For more information, see Study in Austria - Visa.

How to apply

While application deadlines may appear flexible, with some opening a year in advance, the processing can take several months, so apply as soon as you've chosen your programme to secure your spot. Your institution may offer an online system for a faster and easier process, but some still require downloading a form and submitting it by post.

For Masters programmes, applying early is key. Ideally, aim to submit your application during the summer before the course starts, or even consider applying during your final year of undergraduate studies. This ensures you have ample time to gather the necessary documents and increases your chances of securing a spot.

To apply for a Masters programme in Austria, you'll typically need to provide:

  • your degree certificate
  • official transcripts of your coursework
  • proof of German language proficiency at the required level for your course
  • a copy of your passport.

Requirements can vary between universities. In addition to the main application documents, some programmes may require a personal statement, CV, portfolio, or entrance exams. Always check with your chosen university to ensure you have everything necessary for a complete application.

◆ ◆ ◆ ◆

## Written problem A
According to the Austria application text, when should applicants ideally submit a Masters application?
## Written problem B
Find every line in the rows below that contains the string "planter", and copy each one. Case counts.

◆ ◆ ◆ ◆

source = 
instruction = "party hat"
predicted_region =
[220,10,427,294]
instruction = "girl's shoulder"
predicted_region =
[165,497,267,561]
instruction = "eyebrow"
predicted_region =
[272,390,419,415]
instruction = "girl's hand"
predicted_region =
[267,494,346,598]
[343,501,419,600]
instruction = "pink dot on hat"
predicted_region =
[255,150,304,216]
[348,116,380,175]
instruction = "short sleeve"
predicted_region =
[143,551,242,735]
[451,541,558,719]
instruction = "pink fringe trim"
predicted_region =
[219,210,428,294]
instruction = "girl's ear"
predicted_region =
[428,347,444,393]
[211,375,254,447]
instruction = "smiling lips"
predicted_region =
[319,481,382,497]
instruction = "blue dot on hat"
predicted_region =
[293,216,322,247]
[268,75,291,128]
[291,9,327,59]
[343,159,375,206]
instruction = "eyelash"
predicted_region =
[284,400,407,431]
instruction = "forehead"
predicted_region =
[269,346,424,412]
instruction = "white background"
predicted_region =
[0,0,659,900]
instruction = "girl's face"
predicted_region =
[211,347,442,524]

◆ ◆ ◆ ◆

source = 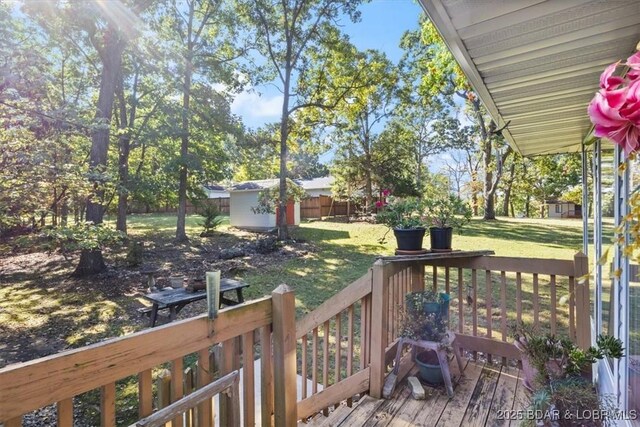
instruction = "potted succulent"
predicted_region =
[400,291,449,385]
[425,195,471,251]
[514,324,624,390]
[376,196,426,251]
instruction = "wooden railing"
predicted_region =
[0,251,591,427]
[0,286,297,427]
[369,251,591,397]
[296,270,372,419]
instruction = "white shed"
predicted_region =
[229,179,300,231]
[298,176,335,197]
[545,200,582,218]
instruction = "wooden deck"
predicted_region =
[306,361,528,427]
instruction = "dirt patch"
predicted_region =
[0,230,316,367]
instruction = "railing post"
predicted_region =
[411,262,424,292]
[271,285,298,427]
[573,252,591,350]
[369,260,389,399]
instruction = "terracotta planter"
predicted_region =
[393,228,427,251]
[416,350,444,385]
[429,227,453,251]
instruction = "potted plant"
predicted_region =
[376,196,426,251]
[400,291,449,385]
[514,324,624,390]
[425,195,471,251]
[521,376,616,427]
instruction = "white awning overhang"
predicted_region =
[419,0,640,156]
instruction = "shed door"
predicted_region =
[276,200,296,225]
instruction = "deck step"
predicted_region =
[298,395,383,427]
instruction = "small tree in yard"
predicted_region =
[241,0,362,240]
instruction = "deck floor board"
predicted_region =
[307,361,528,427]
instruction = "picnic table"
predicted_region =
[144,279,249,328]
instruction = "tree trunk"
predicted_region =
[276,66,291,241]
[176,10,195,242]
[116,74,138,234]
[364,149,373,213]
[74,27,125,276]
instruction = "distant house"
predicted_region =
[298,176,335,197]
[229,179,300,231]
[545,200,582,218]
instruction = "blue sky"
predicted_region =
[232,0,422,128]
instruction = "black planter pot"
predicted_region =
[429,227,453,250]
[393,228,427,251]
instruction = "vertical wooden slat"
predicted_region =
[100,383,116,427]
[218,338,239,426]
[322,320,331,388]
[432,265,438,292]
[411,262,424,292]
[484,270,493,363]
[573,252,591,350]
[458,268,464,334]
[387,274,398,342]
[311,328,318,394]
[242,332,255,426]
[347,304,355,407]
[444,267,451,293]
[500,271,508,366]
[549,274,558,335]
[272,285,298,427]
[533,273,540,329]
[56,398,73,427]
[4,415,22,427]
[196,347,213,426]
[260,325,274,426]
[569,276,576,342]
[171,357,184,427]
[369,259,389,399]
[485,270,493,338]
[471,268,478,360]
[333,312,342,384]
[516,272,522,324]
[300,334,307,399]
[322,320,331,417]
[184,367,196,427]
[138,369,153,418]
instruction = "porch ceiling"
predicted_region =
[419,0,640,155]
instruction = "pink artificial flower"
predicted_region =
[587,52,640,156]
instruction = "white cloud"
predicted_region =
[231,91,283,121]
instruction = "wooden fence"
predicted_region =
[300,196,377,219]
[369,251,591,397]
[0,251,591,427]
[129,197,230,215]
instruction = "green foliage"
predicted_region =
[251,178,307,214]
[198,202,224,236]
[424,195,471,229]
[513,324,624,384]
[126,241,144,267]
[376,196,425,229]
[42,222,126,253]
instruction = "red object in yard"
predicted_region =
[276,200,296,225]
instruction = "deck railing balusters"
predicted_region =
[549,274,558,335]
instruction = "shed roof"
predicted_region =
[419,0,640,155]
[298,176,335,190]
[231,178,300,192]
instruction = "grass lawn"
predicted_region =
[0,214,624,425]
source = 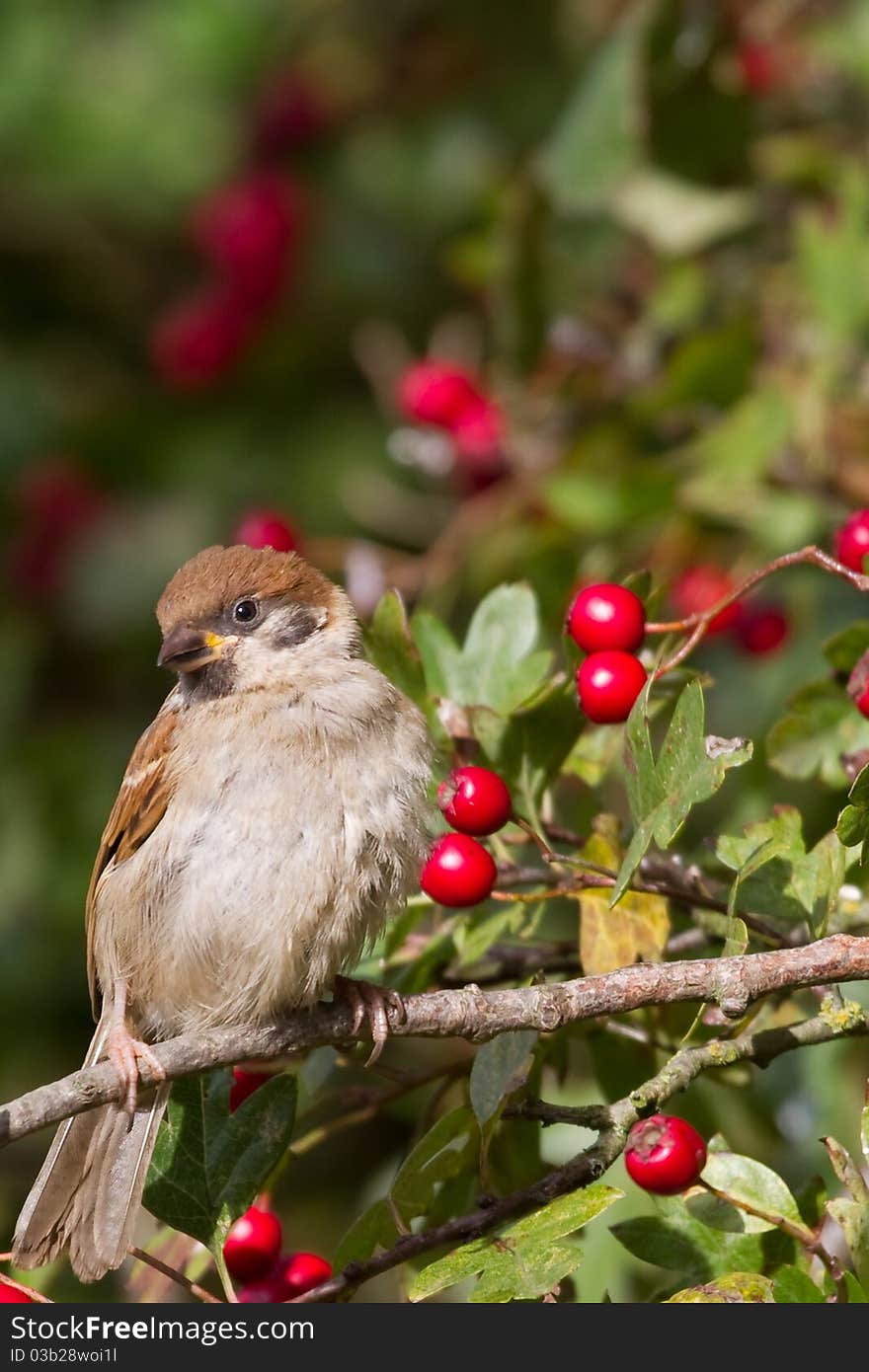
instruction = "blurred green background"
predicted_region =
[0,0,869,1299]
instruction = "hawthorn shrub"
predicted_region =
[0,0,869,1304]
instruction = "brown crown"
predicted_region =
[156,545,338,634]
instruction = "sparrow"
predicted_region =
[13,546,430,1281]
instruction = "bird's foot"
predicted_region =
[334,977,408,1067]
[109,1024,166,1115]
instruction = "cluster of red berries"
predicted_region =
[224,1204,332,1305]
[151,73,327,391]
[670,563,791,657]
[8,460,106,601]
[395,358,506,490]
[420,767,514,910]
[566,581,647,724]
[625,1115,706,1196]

◆ ◆ ◆ ◆

## Written reply A
During the summer before the course starts.

## Written reply B
instruction = "terracotta planter"
instruction = "black planter pot"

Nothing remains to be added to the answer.